- RECORDS PROVIDED -
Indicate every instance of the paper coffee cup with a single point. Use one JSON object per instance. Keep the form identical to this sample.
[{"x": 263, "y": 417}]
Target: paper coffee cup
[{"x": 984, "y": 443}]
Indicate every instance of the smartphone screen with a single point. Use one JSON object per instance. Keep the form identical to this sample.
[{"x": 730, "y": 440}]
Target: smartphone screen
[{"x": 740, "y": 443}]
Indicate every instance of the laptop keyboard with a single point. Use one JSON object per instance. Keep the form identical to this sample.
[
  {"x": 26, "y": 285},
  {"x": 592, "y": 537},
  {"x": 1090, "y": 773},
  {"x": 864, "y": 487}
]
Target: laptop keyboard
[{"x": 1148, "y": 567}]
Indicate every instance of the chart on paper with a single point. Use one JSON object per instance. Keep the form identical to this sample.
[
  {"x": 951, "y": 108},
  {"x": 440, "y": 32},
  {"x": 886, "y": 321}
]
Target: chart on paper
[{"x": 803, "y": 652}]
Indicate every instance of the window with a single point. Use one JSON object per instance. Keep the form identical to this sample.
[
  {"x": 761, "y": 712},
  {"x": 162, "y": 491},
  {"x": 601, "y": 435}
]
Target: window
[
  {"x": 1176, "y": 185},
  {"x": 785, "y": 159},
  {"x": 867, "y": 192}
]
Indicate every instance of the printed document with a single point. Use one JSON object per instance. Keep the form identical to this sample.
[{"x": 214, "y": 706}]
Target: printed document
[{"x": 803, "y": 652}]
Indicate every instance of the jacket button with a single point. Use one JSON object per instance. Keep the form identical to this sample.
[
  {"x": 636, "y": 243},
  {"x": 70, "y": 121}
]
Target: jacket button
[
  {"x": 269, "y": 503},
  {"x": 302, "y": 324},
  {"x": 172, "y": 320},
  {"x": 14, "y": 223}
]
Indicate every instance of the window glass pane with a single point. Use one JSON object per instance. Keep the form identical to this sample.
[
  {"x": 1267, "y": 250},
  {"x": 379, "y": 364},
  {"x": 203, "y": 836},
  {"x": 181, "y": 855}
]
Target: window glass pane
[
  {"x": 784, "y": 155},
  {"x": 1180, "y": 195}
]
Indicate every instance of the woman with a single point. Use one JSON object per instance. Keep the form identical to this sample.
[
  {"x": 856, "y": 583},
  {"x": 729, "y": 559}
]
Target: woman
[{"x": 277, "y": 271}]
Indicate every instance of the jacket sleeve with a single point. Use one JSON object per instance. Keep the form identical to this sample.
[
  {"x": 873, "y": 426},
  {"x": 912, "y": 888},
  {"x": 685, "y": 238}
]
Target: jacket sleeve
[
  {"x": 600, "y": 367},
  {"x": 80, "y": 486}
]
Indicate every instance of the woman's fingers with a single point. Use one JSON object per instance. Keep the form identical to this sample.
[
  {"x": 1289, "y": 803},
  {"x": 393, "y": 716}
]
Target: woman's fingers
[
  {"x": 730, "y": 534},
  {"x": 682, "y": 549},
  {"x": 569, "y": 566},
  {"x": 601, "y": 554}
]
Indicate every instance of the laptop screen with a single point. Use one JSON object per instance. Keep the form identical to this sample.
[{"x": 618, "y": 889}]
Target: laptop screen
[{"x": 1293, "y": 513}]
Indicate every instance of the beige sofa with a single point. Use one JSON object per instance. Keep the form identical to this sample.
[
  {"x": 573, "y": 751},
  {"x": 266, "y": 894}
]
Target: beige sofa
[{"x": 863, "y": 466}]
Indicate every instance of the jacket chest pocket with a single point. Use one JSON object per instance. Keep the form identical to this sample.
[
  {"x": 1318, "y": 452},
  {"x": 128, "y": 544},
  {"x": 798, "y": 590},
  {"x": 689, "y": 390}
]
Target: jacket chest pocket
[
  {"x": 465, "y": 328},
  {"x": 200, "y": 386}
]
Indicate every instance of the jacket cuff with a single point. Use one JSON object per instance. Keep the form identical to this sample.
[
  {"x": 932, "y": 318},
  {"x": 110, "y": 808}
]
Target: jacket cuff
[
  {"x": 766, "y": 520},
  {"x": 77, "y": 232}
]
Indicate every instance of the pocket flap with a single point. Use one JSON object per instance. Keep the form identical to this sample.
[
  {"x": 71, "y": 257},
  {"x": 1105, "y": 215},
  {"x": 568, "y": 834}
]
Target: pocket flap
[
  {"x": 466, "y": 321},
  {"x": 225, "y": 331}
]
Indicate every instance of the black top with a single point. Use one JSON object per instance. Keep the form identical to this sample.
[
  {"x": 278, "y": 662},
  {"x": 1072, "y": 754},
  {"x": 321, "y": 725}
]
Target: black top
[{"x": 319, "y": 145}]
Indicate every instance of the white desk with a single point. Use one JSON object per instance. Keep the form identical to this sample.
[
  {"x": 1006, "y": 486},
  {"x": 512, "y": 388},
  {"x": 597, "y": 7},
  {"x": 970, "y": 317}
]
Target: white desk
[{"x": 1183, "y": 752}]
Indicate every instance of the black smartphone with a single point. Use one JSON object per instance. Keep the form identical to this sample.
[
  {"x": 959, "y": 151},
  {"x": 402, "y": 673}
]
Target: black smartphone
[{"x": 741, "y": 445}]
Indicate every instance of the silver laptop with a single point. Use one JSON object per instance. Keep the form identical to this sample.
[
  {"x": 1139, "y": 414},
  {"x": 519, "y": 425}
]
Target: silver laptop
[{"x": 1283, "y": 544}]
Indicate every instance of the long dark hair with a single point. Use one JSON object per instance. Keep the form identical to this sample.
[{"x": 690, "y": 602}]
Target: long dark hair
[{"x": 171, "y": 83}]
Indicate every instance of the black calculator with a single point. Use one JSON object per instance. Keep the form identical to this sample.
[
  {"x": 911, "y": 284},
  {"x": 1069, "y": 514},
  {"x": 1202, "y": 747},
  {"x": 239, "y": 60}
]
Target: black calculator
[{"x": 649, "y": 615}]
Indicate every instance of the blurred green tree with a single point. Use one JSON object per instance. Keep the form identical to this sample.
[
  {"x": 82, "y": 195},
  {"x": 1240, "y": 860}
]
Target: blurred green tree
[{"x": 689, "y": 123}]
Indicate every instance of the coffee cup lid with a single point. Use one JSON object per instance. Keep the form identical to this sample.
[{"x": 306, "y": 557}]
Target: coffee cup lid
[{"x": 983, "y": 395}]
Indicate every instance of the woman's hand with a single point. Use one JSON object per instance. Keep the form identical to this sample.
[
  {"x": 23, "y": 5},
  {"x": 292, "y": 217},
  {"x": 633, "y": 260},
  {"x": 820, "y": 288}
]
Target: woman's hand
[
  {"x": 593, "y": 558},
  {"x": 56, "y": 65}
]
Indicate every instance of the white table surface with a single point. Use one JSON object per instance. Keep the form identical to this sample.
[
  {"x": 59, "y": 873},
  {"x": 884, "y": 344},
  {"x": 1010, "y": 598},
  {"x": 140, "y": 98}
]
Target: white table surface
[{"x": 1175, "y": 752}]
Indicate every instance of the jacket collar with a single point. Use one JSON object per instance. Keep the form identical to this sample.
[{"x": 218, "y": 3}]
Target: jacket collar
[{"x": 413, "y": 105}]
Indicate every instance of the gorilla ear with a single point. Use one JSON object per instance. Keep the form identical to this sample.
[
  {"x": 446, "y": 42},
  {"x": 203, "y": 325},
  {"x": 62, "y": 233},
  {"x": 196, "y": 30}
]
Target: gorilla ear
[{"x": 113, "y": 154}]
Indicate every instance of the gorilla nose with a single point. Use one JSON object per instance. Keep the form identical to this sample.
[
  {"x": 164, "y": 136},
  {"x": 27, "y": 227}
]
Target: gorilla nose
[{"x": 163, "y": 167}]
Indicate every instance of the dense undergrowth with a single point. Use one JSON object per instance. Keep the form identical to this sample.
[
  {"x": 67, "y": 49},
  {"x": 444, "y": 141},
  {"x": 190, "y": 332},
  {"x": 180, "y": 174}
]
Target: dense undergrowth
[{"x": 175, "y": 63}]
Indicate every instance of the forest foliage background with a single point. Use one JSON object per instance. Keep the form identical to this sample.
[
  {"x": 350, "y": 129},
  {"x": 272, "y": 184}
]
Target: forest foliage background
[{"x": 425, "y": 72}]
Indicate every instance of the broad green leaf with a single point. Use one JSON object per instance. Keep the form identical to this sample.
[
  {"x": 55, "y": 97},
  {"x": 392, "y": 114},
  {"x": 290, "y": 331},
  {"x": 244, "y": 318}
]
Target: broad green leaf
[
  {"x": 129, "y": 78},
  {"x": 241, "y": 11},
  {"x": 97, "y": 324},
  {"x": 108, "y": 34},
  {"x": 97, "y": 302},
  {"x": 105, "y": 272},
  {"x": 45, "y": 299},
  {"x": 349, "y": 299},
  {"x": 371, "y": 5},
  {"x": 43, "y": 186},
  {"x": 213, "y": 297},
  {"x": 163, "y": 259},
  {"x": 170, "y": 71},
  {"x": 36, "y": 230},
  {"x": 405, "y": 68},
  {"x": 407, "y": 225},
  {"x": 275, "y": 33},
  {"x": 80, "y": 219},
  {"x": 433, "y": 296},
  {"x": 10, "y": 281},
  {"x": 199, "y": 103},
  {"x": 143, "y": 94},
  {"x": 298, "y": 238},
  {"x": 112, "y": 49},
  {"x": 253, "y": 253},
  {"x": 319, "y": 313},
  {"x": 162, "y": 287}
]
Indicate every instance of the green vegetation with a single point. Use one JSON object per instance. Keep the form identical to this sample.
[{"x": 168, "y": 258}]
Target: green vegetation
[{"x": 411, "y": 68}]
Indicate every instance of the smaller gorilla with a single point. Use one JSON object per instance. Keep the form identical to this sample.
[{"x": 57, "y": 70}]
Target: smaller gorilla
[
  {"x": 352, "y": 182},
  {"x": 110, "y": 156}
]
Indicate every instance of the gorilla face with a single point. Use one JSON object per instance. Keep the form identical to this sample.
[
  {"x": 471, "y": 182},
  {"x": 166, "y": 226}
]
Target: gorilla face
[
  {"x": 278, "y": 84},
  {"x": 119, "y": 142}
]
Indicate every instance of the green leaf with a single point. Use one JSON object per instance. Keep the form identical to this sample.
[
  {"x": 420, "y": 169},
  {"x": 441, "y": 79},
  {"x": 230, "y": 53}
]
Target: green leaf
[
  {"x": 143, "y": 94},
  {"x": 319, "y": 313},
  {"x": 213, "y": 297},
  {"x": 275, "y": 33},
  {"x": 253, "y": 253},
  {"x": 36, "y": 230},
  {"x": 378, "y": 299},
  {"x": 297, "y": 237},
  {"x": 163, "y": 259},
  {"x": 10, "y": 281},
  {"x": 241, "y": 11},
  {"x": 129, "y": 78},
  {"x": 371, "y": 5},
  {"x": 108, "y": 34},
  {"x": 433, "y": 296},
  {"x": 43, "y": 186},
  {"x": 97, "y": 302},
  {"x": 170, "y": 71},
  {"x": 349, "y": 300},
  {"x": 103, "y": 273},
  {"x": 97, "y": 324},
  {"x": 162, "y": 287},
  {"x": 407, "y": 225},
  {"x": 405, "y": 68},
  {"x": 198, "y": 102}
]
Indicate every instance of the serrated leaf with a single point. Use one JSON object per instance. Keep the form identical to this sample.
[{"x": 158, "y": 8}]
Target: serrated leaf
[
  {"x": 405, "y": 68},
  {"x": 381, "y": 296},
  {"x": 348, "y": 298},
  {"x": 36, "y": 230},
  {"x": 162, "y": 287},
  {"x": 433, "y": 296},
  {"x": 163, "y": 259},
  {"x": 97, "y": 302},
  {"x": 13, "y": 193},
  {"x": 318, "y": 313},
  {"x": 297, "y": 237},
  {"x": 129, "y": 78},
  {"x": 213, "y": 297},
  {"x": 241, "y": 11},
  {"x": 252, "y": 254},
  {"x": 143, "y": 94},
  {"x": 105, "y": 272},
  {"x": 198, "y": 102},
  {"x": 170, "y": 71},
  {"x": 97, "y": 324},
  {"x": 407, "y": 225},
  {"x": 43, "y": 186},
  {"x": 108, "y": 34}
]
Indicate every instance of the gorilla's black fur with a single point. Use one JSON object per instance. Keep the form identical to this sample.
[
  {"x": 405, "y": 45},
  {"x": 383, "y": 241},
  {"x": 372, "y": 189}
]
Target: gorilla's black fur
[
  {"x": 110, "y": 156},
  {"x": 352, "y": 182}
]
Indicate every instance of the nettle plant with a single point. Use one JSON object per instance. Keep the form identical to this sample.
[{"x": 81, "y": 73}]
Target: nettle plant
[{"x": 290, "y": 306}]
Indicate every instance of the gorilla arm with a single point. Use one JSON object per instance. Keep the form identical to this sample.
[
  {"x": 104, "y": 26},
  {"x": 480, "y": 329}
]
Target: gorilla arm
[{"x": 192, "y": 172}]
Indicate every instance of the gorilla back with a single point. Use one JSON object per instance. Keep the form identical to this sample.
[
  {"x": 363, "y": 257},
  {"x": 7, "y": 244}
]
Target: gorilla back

- WHAT YOU WILL DO -
Repeat precisely the lines of the data starting at the one containing "Indicate every instance of the serrated", last line included.

- SOLUTION TO THE EXERCISE -
Indicate every instance of the serrated leaf with a single point. Use one JSON object per instance. Keep the form identical to this sample.
[{"x": 158, "y": 8}]
Target: serrated leaf
[
  {"x": 405, "y": 68},
  {"x": 381, "y": 296},
  {"x": 348, "y": 298},
  {"x": 36, "y": 230},
  {"x": 162, "y": 287},
  {"x": 433, "y": 296},
  {"x": 163, "y": 259},
  {"x": 97, "y": 302},
  {"x": 13, "y": 193},
  {"x": 318, "y": 313},
  {"x": 297, "y": 237},
  {"x": 129, "y": 78},
  {"x": 213, "y": 297},
  {"x": 241, "y": 11},
  {"x": 252, "y": 254},
  {"x": 143, "y": 94},
  {"x": 105, "y": 272},
  {"x": 198, "y": 102},
  {"x": 170, "y": 71},
  {"x": 97, "y": 324},
  {"x": 407, "y": 225},
  {"x": 43, "y": 186},
  {"x": 108, "y": 34}
]
Indicate every instance of the gorilla's black fur with a single point. Use one JSON object per instance. Keep the form identical to this sample.
[
  {"x": 405, "y": 45},
  {"x": 383, "y": 241},
  {"x": 372, "y": 189}
]
Target: gorilla's black fur
[
  {"x": 110, "y": 156},
  {"x": 352, "y": 182}
]
Indicate every instance of the nettle plant with a single point. Use one JSON object per instance. Keep the form identical to this sample.
[{"x": 81, "y": 73}]
Target: nettle plant
[{"x": 290, "y": 306}]
Indicate every instance of the gorilla arm with a single point. Use one JSON object per instance. Keep the form identical to this sample.
[
  {"x": 104, "y": 26},
  {"x": 480, "y": 329}
]
Target: gorilla arm
[{"x": 192, "y": 172}]
Indicate every instance of the gorilla back with a single point. Use one JSON object per instance. Keep the form identical to this sample.
[
  {"x": 363, "y": 257},
  {"x": 7, "y": 244}
]
Target: gorilla back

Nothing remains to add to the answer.